GIVEN RECORDS Start Marker

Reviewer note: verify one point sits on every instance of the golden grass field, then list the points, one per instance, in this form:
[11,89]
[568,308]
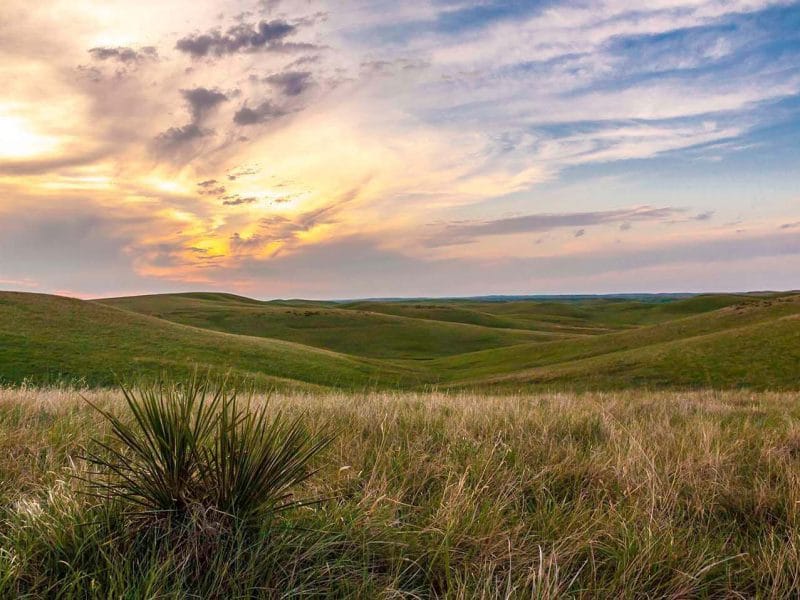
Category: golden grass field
[624,494]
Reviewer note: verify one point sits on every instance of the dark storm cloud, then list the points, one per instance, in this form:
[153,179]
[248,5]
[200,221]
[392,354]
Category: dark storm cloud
[291,83]
[181,135]
[240,38]
[466,232]
[236,200]
[202,100]
[266,111]
[124,54]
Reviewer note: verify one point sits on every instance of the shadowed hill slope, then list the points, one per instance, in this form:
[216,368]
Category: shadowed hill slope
[51,337]
[357,332]
[723,341]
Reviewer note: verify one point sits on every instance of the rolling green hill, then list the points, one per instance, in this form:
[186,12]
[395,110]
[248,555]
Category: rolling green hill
[725,341]
[46,338]
[358,332]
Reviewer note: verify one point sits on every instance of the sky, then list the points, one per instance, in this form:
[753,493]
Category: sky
[353,148]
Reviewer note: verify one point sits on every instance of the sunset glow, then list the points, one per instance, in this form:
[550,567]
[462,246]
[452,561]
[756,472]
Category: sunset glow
[342,149]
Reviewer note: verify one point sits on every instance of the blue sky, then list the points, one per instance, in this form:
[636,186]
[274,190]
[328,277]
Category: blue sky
[376,148]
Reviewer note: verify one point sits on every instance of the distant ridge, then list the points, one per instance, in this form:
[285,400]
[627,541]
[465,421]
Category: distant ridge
[505,343]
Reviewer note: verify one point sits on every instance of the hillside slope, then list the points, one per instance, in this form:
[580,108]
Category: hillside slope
[51,337]
[723,341]
[357,332]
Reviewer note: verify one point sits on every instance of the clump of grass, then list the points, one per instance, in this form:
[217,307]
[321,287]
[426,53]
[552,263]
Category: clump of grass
[195,448]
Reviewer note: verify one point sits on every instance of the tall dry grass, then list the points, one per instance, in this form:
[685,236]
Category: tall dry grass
[633,494]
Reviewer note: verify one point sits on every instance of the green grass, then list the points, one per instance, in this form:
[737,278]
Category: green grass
[724,341]
[357,332]
[615,495]
[50,338]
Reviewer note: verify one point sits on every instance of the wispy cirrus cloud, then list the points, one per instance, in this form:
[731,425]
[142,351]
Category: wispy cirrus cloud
[467,232]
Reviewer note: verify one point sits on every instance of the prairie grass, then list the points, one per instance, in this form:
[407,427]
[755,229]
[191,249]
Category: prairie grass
[630,494]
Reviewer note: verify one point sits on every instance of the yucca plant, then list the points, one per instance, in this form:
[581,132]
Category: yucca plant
[195,448]
[255,460]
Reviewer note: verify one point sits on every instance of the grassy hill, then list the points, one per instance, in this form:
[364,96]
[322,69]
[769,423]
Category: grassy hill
[45,338]
[727,341]
[360,332]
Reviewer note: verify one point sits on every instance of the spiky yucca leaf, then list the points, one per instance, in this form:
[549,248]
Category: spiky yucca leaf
[256,459]
[194,447]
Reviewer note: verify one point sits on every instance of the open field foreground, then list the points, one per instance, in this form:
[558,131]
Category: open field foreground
[623,494]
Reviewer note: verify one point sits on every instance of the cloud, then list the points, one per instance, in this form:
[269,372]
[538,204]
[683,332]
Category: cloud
[236,200]
[266,111]
[124,54]
[202,100]
[466,232]
[181,135]
[240,38]
[291,83]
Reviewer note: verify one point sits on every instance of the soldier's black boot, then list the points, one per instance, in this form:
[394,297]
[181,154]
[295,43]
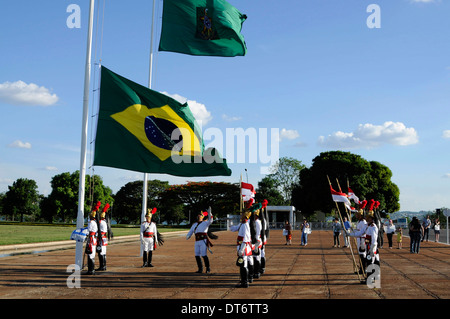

GIVEN RECORDS End Marker

▶ [TRY IT]: Pictures aside, retype the entries above exactly as they are.

▶ [ANSWER FOR THE TASK]:
Reviewer note: verify one point sits on every instance of the golden grass field, then list the points, one per instance, in this form:
[11,89]
[568,308]
Category: golden grass field
[624,494]
Reviewer note: verify one point sits on every instance of the dark storm cloud, then list the points, one per instance, in this form:
[153,179]
[248,5]
[200,221]
[392,354]
Category: dark storm cloud
[291,83]
[181,135]
[240,38]
[466,232]
[236,200]
[202,100]
[266,111]
[124,54]
Reviewer note: verify one point sits on every instance of the shadowed hill slope, then list the points, one per instance, in this form:
[216,368]
Category: shadowed hill slope
[51,337]
[357,332]
[723,341]
Reviewer note: verify one point sits on every instance of the rolling green hill, then list the points, one per instance, in this form:
[186,12]
[395,110]
[248,555]
Category: rolling green hill
[725,341]
[46,338]
[358,332]
Reviewer note: verify one point sits on every instance of the sky, then list the points, one per instance, in this form:
[753,493]
Category: sky
[353,148]
Reviewer note: verify one point sits on every instance of the sunset glow, then list the points, one per instance, in this form:
[550,567]
[462,246]
[452,561]
[756,472]
Category: sunset glow
[342,149]
Reviewer note: verify one point sits on every instance of the blue sky, then list the points, one per instance, in this form:
[636,186]
[274,190]
[328,277]
Category: blue sky
[376,148]
Reviewer note: verify one point sits on every instance of the distant ridge, then list the points, one per instance, in this form:
[285,400]
[627,541]
[465,421]
Category: distant ridge
[505,343]
Reviewer note: verify one point sits on every instance of the hillside slope, then list the points, one per instance, in this form:
[580,108]
Category: hillside slope
[51,337]
[723,341]
[357,332]
Reviewer note: verify one point sits on every instance of the clump of grass, then list the points, one per instance, in this form:
[217,307]
[321,287]
[426,53]
[552,263]
Category: clump of grass
[195,448]
Reviewer note: verify one point sits on every instance of the tall dry grass, then list the points, one per instance, in this form:
[685,236]
Category: tall dry grass
[633,494]
Reviewer note: verify one point sits on every instance of the green grass, then list the points, one per instance, in this form:
[737,278]
Category: green grass
[724,341]
[357,332]
[615,495]
[50,338]
Reviewer note: verify one point sits on every instance of the wispy cirrus cloud, then list the points, one per instance, in this form:
[731,425]
[142,351]
Category: wispy cirrus cloud
[467,232]
Reviewer note: verify one point sits on every instance of the prairie grass, then list the points, one per instance, in this form:
[407,427]
[755,229]
[191,249]
Category: prairie grass
[630,494]
Reviewer note: verify one point sits on every instance of the yucca plant, then list the points, one per instance, in this form:
[581,132]
Category: yucca plant
[195,448]
[255,460]
Reviewer note: verify one point sits on every instance of the grassy hill, then list the points, one per instance, in this form:
[364,96]
[322,69]
[769,423]
Category: grassy hill
[45,338]
[727,341]
[360,332]
Reviewer note: verify one point sits on every instance of the spiky yucca leaf, then list the points, one per instance, in this form:
[549,248]
Category: spiky yucca leaf
[256,459]
[194,447]
Reviewer note: verify one point sits on every instance of the open field foreground, then list the points, one per instance, in this form:
[558,131]
Category: open field foreground
[623,494]
Reviewer note: verify one point sits on every instance of the cloud, then list the points, one per instance, in this form:
[269,372]
[538,204]
[683,332]
Category: cloud
[236,200]
[266,111]
[124,54]
[202,100]
[466,232]
[181,135]
[240,38]
[291,83]
Reviewer note: verify one point sits on every instance of the soldier's black boot, then list the points, one per instance, in this form:
[394,297]
[181,154]
[295,43]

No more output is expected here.